Records supplied –

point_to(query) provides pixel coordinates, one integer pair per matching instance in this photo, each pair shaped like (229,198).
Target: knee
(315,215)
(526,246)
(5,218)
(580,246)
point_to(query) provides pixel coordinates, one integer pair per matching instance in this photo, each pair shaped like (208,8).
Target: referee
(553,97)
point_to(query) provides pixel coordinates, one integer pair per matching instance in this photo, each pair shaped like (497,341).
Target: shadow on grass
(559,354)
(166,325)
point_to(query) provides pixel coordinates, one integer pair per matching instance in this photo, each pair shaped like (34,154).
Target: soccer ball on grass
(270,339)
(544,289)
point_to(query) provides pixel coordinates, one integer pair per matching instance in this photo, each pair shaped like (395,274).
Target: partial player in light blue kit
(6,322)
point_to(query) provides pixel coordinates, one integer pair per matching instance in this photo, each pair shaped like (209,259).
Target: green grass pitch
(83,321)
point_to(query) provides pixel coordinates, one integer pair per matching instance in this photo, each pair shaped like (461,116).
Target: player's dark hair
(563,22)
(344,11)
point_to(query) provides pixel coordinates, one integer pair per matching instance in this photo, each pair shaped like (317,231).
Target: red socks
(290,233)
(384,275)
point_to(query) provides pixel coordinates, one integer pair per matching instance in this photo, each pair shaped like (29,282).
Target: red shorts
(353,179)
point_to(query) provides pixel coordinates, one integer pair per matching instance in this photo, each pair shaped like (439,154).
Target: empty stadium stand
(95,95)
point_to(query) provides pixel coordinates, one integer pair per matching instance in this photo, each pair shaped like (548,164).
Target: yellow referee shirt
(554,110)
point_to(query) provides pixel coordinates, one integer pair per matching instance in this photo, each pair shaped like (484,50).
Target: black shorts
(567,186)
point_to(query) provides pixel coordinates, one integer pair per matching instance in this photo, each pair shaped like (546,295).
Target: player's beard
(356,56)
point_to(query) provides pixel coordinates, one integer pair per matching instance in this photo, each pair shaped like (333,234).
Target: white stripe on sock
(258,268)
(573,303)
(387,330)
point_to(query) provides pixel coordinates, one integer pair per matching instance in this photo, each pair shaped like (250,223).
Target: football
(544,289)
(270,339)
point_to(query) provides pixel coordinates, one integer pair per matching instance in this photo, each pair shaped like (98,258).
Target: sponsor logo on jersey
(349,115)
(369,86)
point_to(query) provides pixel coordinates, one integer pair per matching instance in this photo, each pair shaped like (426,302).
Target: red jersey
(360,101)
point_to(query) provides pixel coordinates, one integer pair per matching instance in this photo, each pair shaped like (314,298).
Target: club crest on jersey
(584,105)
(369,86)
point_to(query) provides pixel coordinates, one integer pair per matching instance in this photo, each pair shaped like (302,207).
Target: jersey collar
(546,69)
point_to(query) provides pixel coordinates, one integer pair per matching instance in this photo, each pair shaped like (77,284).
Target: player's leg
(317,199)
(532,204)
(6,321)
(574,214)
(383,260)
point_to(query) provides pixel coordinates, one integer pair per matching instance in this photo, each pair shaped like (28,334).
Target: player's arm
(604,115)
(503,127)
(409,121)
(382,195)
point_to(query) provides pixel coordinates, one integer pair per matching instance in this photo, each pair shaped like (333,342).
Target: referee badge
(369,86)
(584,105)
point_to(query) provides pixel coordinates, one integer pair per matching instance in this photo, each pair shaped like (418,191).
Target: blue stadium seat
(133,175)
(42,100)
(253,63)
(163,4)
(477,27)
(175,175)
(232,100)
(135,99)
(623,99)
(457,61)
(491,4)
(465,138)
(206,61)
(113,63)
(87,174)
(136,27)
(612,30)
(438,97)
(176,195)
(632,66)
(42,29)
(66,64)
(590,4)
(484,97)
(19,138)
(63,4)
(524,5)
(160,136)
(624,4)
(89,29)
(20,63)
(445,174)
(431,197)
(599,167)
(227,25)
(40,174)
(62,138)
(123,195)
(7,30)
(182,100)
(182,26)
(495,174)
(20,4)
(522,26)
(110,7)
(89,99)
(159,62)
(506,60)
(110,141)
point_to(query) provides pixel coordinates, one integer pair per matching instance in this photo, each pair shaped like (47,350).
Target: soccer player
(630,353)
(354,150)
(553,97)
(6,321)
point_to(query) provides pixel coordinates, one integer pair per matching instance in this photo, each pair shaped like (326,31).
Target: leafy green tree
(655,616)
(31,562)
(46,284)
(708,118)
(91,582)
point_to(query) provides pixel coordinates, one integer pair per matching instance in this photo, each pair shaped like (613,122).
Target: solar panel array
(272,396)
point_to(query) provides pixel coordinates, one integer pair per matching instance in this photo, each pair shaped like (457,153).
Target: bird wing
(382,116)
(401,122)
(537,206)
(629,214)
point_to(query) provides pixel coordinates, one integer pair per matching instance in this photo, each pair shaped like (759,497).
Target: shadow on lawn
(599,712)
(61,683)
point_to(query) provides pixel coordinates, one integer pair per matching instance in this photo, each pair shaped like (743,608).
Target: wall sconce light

Written task – Write the material out again in its entirety, exactly as shown.

Written response –
point_to(query) provides pixel coordinates, one integer pair per matching instance in this photo, each pair shaped like (229,198).
Target: knee
(315,215)
(526,246)
(5,218)
(580,246)
point_to(query) provides pixel coordinates, one integer pair per matching instance in this photo, each pair shaped like (208,8).
Target: referee
(553,97)
point_to(query) provides pixel coordinates, one integer pair per matching instance in this photo, each pair shaped like (497,341).
Target: shadow on grass
(559,354)
(166,325)
point_to(query) provides pixel coordinates, one integer pair per matching instance in this photo, each pair shaped like (34,154).
Target: soccer ball on grass
(270,339)
(544,289)
point_to(query) provides pixel coordinates, one integer pair per matching instance in this photo, each pair shaped like (395,274).
Target: partial player in light blue kit
(6,322)
point_to(query) provides pixel coordinates, one integer pair per matching instance in this photo, each pair shaped like (209,259).
Target: green grass pitch
(83,321)
point_to(query) provides pixel coordinates, one integer pair per matching instance in this photo, each pair shaped like (461,116).
Target: player's dark hair
(563,22)
(344,11)
point_to(query) provides pixel coordinates, one integer pair per matching instance in this photo, each pair shaped like (317,231).
Target: red socks
(290,233)
(384,275)
point_to(query) provides pixel coordinates, one integer pair per matching instance in this photo, each pair shaped like (29,282).
Target: red shorts
(353,179)
point_to(query) provides pixel coordinates, one integer pair per matching instance in this photo, each pair shaped like (439,154).
Target: empty stadium stand
(95,95)
point_to(query) provides pixel coordinates, one integer pair per matching instance in this photo, each pair shaped like (548,164).
Target: yellow referee shirt
(554,110)
point_to(query) provides pixel coordinates, one integer pair per matching instance in this photo, each pair shaped like (484,50).
Target: black shorts
(567,186)
point_to(query) provides pixel coordinates, one integer pair per matching instance in this photo, each pair shaped like (546,295).
Target: player's beard
(356,56)
point_to(query) provides pixel coordinates, one integer pair per matching instance in this photo, each pair shaped like (333,234).
Target: white stripe on sock
(258,268)
(573,303)
(387,330)
point_to(query) provides pixel coordinates, one integer pair per matching instance in this photo, each pair shaped like (250,223).
Target: football
(544,289)
(270,339)
point_to(query) provides pixel coordinates, one integer pair per matching instance in this photo, each pair shaped like (98,258).
Target: sponsor logo on jersey
(349,115)
(369,86)
point_to(query) provides pixel coordinates, one integer pair per matching instance in this photo, each pair shaped like (426,302).
Target: red jersey
(360,101)
point_to(query) provides pixel coordinates, one integer pair per matching instance in this photo, each pair shaped like (314,298).
Target: club crest on jersey
(584,105)
(369,86)
point_to(query) provides pixel coordinates, one integer pair per matching instance in this photo, each pair shaped like (302,207).
Target: jersey collar
(546,69)
point_to(query) provides pixel coordinates, one integer pair per matching instance in this photo, each pair shaped like (77,284).
Target: player's leg
(317,199)
(532,204)
(6,321)
(574,214)
(383,260)
point_to(query) provides pixel coordinates, one integer pair per matching instance in this photo, each pair shaped like (28,334).
Target: player's arm
(604,115)
(503,127)
(409,121)
(382,195)
point_to(query) provides pixel coordinates, one integer pair per matching instance in this photo, each pair shaped like (333,342).
Target: referee badge
(369,86)
(584,105)
point_to(query) provides pixel coordinates, one integer pair per matching instance in this photo, each pair shaped like (418,191).
Target: blue stadium seat
(133,175)
(42,100)
(253,63)
(163,4)
(477,27)
(175,175)
(232,100)
(135,99)
(623,99)
(457,61)
(491,4)
(465,138)
(206,61)
(113,63)
(87,174)
(136,27)
(612,30)
(438,97)
(176,195)
(632,66)
(42,29)
(66,64)
(590,4)
(484,97)
(19,138)
(63,4)
(524,5)
(160,136)
(624,4)
(89,29)
(20,63)
(445,174)
(431,197)
(599,167)
(227,25)
(40,174)
(62,138)
(123,195)
(7,30)
(182,100)
(182,26)
(495,174)
(20,4)
(522,26)
(110,7)
(89,99)
(159,62)
(506,60)
(110,141)
point_to(query) provides pixel coordinates, one integer pair per matching instance in this photo, each pair shaped like (47,350).
Target: soccer player
(630,353)
(354,150)
(553,97)
(6,321)
point_to(query) provides pixel coordinates, one integer pair per matching instance in this photo, each pair shaped like (326,31).
Target: leafy green tree
(655,616)
(31,562)
(46,284)
(708,118)
(91,582)
point_to(query) provides pixel coordinates, one integer pair per matching instance in this photo, each pair shaped like (613,122).
Target: solar panel array
(272,396)
point_to(query) provides pixel coordinates, one integer pair per matching instance in this photo, each pair shaped like (457,153).
Target: bird wing
(382,116)
(401,122)
(537,206)
(629,214)
point_to(query) provides pixel coordinates, one integer pair per matching instance in this photo, each pair shaped like (759,497).
Target: shadow on lawn
(599,712)
(61,683)
point_to(query) provides pixel coordinates, one integer pair per matching instance in this photo, each pair shaped like (743,608).
Target: wall sconce light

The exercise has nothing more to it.